Enunciado 1: Cada afirmação a seguir concorda com o relato sobre o golpe no Chile? Para cada uma, responda sim ou não e cite, sem alterações, as palavras do relato que decidem a questão: (a) A notícia do golpe no Chile chegou pela rádio JB. (b) O Globo contratou a autora. (c) O golpe na Argentina ocorreu em 1976.
Enunciado 2: Reproduza, sem nenhuma mudança, tudo o que vai da linha da listagem que contém "You are given this image. The query is: person in" até o fim da listagem, incluindo as duas pontas.

Página:
□ □ □ □ □ □ □

Por Vera Saavedra Durão, jornalista

No dia 11 de setembro de 1973, eu e Jorge estávamos no nosso apartamento, na rua Álvaro Chaves, em Laranjeiras, para onde tínhamos acabado de mudar, quando ouvimos pela rádio JB a notícia do golpe militar no Chile. O Palácio de La Moneda estava sendo bombardeado. Logo em seguida veio a informação da morte/ suicídio do Presidente Salvador Allende. Nós abraçamos e choramos muito. Nossas esperanças de um mundo melhor estavam se esvaindo e um aperto e tristeza profunda tomou conta de nossos corações.

Havíamos deixado há pouco a prisão, onde amargamos por mais de dois anos as agruras dos subterrâneos da Ditadura Militar. E agora, as expectativas de termos um governo popular democrático na América Latina terminava em tragédia.

O golpe no Chile sinalizava q o cerco se fechava no Continente.

Em junho de 1973 houve o golpe militar no Uruguai, onde os Tupamaros foram presos e muitos deles mortos. Em 1976, ocorreu o golpe na Argentina, com a derrubada do governo de Isabelita Perón, q já era um governo de direita.

O cone Sul estava tomado pelas ditaduras militares. Muitos brasileiros, companheiros nossos, ainda estavam presos, outros desaparecidos, outros mortos. O clima era de terror.

Eu já trabalhava na Folha de São Paulo, em 1978, pois não fui contratada pelo O Globo por ter processo na Justiça Militar. Na época, minha filha Mariana nasceu. Ao tê-la em meus braços, ainda na sala de parto, lágrimas me vieram aos olhos, pois meu pensamento foi para Zuzu Angel. Naquele instante, em que eu acabara de ser mãe, eu entendi porque ela dedicara sua vida a busca do filho Stuart Angel, barbaramente assassinado pela Ditadura.

Neste período, já operava a operação Condor, uma aliança dos Ditadores do Cone Sul, incluindo o Brasil, para capturar e matar revolucionários. A ponta do Iceberg foi revelada pela coragem de jornalistas gaúchos que descobriram Lilian Celiberti e Universindo Diaz presos num apartamento, em Porto Alegre, pelo braço da repressão gaúcha, para serem remetidos a Montevidéu.

□ □ □ □ □ □ □

Material do exercício:
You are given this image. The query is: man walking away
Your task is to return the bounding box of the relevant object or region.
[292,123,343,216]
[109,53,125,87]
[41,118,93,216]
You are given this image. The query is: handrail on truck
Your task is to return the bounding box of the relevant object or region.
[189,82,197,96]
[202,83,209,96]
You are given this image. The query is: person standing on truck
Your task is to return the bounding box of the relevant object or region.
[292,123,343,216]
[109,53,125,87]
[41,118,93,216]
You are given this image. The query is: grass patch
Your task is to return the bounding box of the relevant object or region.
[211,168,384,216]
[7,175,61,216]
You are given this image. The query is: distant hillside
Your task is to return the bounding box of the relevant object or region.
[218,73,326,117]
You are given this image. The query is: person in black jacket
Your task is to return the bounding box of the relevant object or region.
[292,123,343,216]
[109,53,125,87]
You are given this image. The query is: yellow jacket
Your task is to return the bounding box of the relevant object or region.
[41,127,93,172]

□ □ □ □ □ □ □

Resposta esperada 1:
(a) Sim: "quando ouvimos pela rádio JB a notícia do golpe militar no Chile".
(b) Não: "pois não fui contratada pelo O Globo por ter processo na Justiça Militar".
(c) Sim: "Em 1976, ocorreu o golpe na Argentina".

Resposta esperada 2:
You are given this image. The query is: person in black jacket
Your task is to return the bounding box of the relevant object or region.
[292,123,343,216]
[109,53,125,87]
You are given this image. The query is: yellow jacket
Your task is to return the bounding box of the relevant object or region.
[41,127,93,172]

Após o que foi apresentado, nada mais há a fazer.